- Exercise details: Please quote exactly the lines below from the line containing "Target: coat lapel" to the line containing "Target: lips", both lines included, and nothing else.

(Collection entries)
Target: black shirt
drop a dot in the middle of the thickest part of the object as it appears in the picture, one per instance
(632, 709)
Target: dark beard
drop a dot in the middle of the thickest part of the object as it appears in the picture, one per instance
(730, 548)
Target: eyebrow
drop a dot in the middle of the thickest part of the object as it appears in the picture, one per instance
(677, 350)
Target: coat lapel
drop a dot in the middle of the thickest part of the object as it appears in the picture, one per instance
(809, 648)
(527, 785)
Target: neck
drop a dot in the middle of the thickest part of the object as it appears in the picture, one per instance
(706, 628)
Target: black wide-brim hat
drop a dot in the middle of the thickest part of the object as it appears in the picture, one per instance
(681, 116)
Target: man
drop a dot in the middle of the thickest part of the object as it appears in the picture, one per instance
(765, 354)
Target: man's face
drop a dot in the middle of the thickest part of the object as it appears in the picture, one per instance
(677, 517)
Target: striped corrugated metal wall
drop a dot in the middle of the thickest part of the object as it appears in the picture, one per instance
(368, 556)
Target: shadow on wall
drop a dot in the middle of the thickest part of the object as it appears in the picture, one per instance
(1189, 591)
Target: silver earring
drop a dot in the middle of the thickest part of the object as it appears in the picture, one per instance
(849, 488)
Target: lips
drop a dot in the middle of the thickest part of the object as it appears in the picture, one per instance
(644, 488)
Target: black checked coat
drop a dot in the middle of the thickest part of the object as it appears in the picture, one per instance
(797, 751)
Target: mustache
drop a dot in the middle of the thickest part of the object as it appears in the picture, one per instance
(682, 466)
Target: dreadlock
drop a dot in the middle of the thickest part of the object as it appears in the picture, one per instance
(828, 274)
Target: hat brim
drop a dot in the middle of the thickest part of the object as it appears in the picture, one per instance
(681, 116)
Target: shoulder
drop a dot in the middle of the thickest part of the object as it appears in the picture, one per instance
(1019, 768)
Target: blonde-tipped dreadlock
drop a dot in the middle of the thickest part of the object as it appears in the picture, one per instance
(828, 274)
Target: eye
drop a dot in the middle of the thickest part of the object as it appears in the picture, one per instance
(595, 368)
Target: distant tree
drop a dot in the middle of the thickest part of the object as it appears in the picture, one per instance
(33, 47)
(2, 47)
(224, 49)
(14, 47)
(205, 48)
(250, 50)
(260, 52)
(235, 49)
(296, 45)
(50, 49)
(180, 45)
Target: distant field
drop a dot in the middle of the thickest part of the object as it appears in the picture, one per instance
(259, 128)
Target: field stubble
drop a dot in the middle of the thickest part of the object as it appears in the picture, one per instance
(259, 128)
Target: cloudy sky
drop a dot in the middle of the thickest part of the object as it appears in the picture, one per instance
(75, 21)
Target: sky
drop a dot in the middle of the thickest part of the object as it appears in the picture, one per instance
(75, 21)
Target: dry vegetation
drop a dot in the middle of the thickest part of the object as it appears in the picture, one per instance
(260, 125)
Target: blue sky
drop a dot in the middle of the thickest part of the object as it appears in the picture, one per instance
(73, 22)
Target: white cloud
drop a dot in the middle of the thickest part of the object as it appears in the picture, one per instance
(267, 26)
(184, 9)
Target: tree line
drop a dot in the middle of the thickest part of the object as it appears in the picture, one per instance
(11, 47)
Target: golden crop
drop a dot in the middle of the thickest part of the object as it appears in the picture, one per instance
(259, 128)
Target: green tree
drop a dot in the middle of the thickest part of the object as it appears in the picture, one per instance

- Answer box:
Target: coat lapel
drop a dot in the middle of the thickest part of the object as it appears in the picture, one per instance
(809, 648)
(527, 785)
Target: neck
drop a dot in the middle of the thickest part of the object as it appears in the picture, one per instance
(706, 628)
Target: black wide-brim hat
drop a dot in the middle of the thickest part of the object as it appears in the picture, one per instance
(681, 116)
Target: man
drop a dot in the middle of the thickest part of the object as it appears in the picture, one per instance
(765, 354)
Target: man's face
drop a dot in the middle of the thickest part of the object as it appears in the picture, one per instance
(677, 517)
Target: striped corrugated metal wall
drop a dot in the middle of the thickest part of the object as it appears in the picture, one per instance
(368, 556)
Target: shadow on wall
drop a dot in the middle of the thickest part of the object as it appears in the picture, one per instance
(1189, 591)
Target: silver earring
drop a dot in the middle of the thickest part of the object as it appears in the picture, one per instance
(849, 488)
Target: lips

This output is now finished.